==== STUDY TEXT

Bring in the big fella, manager Ozzie Guillen pantomimed on his way to the mound in Game 1 of the 2005 World Series, because the big fella was a phenomenon. It was a miracle he’d even made the show; his first team had cut him before reaching the majors because of problems with alcohol, with his weight, and with injuries caused by his mighty fastball. The White Sox had claimed him on waivers, and finally called him up on July 5, and here it was—the biggest moment in franchise history in nearly a century, and Guillen went to the rookie. He’d call for the big fella in each and every game of that Chicago sweep, and Jenks was on the mound as the Sox won their first title since 1917.
They don’t make closers like Bobby Jenks anymore. Big, burly guys with arms to match. Huffing and puffing as he stares in for the pitch, of which he has a surprising three off-speed options made even more effective by his triple-digit fastball. Closers with fire, wearing his emotions on his sleeve. Two hundred and seventy-five pounds of closer. “A larger-than-life figure,” his catcher A.J. Pierzynski called him. “He was like Paul Bunyan. A gigantic human being.”
His career burned hot and fast and short, like his life—Jenks died Friday, from stomach cancer, at the age of 44.
“The shit I was doing in my 20s and early 30s, no normal person would have survived,” Jenks said earlier this year, after his diagnosis with Stage 4 adenocarcinoma, an aggressive and terminal cancer. He was referring to his abuse of alcohol and prescription painkillers, which accelerated in 2011 after a botched back surgery for which Jenks successfully sued the surgeon for $5 million. Just a few years removed from that World Series and two all-star selections, his baseball career was over.

========
==== EXTRACTED RECORDS

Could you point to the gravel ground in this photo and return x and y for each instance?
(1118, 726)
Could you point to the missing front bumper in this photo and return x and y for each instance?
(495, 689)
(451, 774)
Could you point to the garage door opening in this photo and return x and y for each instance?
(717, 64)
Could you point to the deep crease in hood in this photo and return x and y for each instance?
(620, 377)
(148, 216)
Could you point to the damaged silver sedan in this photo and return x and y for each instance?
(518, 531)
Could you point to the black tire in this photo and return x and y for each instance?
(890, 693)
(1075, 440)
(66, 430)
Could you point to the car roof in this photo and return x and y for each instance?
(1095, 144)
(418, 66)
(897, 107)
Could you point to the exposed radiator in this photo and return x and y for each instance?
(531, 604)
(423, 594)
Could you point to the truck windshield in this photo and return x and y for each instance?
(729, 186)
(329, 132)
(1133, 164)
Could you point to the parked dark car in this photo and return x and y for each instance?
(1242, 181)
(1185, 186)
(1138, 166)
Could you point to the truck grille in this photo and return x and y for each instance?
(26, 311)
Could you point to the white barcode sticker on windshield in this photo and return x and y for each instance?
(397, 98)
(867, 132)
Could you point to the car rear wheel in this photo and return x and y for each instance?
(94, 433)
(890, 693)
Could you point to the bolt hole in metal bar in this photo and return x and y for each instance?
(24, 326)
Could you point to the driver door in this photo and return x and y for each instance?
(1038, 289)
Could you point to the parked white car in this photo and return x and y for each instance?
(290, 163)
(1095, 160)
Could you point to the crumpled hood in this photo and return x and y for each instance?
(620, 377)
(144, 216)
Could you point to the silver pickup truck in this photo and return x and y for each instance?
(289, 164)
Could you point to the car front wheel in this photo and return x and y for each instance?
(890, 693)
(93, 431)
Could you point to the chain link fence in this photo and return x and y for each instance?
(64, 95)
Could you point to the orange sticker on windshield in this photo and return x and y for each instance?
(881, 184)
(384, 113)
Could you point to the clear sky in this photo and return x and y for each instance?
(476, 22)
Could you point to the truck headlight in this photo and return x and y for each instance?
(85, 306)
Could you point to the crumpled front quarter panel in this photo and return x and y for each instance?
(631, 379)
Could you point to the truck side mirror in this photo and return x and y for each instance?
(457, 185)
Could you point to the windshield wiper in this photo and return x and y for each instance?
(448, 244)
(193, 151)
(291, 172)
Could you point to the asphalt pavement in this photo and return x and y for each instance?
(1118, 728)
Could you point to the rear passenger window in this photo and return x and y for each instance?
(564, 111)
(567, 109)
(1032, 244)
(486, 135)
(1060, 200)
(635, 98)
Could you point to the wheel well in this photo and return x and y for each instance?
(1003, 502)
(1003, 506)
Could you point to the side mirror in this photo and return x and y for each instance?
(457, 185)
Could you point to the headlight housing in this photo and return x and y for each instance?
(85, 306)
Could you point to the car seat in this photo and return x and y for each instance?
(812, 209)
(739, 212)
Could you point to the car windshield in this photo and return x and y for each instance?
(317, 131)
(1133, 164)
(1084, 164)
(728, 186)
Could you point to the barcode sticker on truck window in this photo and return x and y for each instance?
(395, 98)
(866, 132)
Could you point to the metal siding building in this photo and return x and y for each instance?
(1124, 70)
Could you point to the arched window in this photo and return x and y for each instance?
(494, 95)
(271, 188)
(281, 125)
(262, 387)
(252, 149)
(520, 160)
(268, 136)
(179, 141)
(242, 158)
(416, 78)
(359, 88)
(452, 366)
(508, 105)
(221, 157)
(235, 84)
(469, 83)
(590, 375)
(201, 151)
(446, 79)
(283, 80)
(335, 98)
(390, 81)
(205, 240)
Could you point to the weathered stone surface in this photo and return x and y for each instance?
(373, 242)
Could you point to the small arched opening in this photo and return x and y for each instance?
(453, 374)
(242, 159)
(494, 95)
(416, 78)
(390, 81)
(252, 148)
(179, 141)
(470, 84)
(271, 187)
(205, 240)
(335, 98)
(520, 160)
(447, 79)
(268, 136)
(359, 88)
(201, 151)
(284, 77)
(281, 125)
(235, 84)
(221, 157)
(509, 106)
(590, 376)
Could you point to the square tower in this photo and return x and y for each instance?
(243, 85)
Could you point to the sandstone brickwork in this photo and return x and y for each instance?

========

== USING THE INFORMATION ==
1. Answer these questions using the text about Bobby Jenks.
(a) On what date did the White Sox call Jenks up?
(b) Which catcher called Jenks "a larger-than-life figure"?
(c) How much did Jenks win when he sued the surgeon?
2. Proceed with the text about Bobby Jenks, starting right after its final sentence.

== ANSWERS TO THE TASKS ==
1.
(a) July 5
(b) A.J. Pierzynski
(c) $5 million

2.
DUIs followed, and an intervention, and a divorce, and a trip to rehab. The bright side to rock bottom is that by definition it gets better from there: Jenks got clean, and met his second wife in rehab, and in 2021 returned to the game as a coach in the independent and summer leagues.
Jenks moved to Portugal in the offseason to be nearer his wife’s family. After his California home burned down in the Palisades wildfire in January, and he got his cancer diagnosis in February, the move became permanent.
A couple of months later, The Athletic’s Sam Blum wrote a particularly heartbreaking story of a man who seemed to vacillate between accepting the inevitability of his death and a refusal to stop imagining his future. Jenks told his doctors not to schedule any treatment for the first full week of July, because that was the week the White Sox were having the 2005 team back to celebrate its 20th anniversary. “Whether you like it or not, I’m going,” Jenks told them. That reunion will be held next weekend.